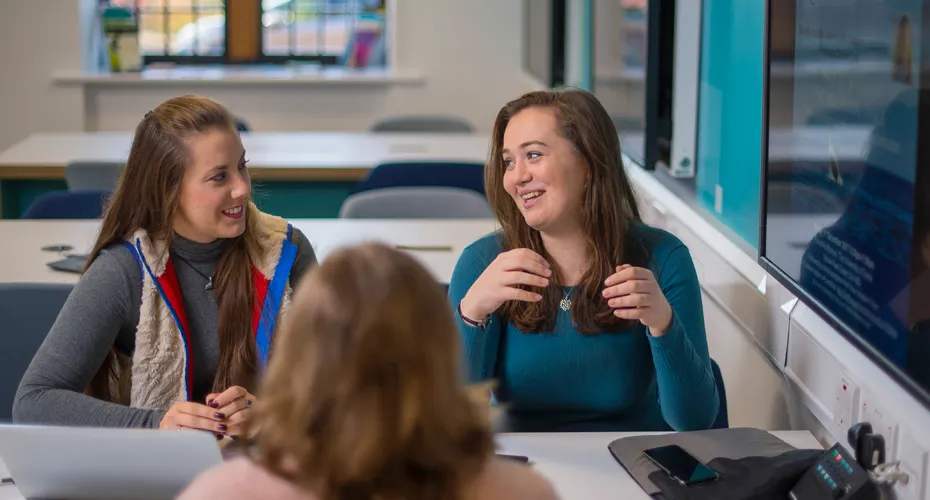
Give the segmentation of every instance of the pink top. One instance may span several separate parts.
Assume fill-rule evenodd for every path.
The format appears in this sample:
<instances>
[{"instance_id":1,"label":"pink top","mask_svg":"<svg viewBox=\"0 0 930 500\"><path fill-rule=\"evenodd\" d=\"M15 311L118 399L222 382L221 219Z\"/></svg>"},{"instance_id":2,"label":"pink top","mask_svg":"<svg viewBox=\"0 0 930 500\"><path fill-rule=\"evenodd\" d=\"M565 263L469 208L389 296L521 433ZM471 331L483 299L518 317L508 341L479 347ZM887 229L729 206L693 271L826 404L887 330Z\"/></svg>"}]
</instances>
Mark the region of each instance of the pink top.
<instances>
[{"instance_id":1,"label":"pink top","mask_svg":"<svg viewBox=\"0 0 930 500\"><path fill-rule=\"evenodd\" d=\"M178 500L223 498L244 500L274 498L276 500L319 500L312 491L304 490L282 479L255 462L237 458L214 467L196 479ZM545 478L531 467L503 459L494 459L466 494L468 500L558 500L558 495Z\"/></svg>"}]
</instances>

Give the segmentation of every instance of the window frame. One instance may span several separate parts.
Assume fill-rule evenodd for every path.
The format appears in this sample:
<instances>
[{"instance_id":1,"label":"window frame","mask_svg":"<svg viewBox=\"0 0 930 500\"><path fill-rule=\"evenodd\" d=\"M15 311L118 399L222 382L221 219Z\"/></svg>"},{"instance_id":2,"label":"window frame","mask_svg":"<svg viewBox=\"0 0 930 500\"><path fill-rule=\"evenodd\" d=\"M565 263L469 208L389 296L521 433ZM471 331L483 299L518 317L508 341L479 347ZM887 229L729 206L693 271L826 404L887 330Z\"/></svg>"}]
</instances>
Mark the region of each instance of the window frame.
<instances>
[{"instance_id":1,"label":"window frame","mask_svg":"<svg viewBox=\"0 0 930 500\"><path fill-rule=\"evenodd\" d=\"M296 0L293 0L296 1ZM390 44L391 40L389 34L391 33L391 0L382 0L383 1L383 11L385 14L385 26L383 37L387 44ZM132 7L134 14L137 19L141 20L141 16L146 13L149 14L160 14L164 16L165 23L168 23L169 17L172 15L170 6L168 5L168 0L165 0L165 4L159 10L156 9L145 9L140 7L139 0L134 1ZM252 33L240 34L242 37L248 37L249 35L255 36L256 45L247 48L246 51L243 51L241 54L237 51L230 52L230 11L233 12L233 16L243 16L246 21L251 20L247 23L249 30L254 30ZM186 12L186 11L184 11ZM200 6L199 2L194 4L191 12L196 13L195 22L199 19ZM210 10L209 13L215 11ZM142 53L142 64L143 67L150 65L159 65L159 64L173 64L177 66L198 66L198 65L263 65L263 64L275 64L275 65L285 65L292 62L298 63L317 63L321 67L333 67L339 66L340 61L342 61L344 55L331 55L331 54L265 54L264 53L264 29L262 24L262 16L265 14L262 7L262 0L225 0L222 10L223 16L226 18L223 26L223 54L222 55L199 55L199 54L168 54L170 42L168 37L170 33L168 32L167 26L165 27L165 45L164 45L164 54L145 54ZM354 12L348 13L346 15L360 15L364 12ZM332 14L324 14L332 15ZM241 33L241 32L240 32ZM290 36L294 36L293 32ZM234 42L235 44L235 42ZM391 44L392 45L392 44ZM248 44L243 47L249 47ZM141 49L141 47L140 47ZM293 50L293 46L291 47ZM385 54L385 59L389 62L391 56L390 46L386 46L387 53ZM249 54L251 52L251 54Z\"/></svg>"}]
</instances>

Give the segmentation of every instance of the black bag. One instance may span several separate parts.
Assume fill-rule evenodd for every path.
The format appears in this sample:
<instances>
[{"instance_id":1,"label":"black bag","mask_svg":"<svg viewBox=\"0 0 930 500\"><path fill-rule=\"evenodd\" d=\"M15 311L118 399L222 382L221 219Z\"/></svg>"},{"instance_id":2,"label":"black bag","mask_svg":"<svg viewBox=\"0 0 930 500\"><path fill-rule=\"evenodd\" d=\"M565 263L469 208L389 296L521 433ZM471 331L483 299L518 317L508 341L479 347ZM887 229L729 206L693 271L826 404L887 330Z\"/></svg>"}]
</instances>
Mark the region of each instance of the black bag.
<instances>
[{"instance_id":1,"label":"black bag","mask_svg":"<svg viewBox=\"0 0 930 500\"><path fill-rule=\"evenodd\" d=\"M707 463L720 478L685 486L665 472L649 474L659 500L786 500L788 492L823 450L794 450L774 457L715 458Z\"/></svg>"}]
</instances>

### HOW TO COMPLETE THIS TASK
Go through the entries above and report each line with the string "several" in it.

### RESULT
Give the segmentation of every instance of the pink top. One instance may span several separate parts.
Give the segmentation of every instance of the window frame. One instance may span several separate parts.
Give the segmentation of every instance of the black bag. One instance may span several separate parts.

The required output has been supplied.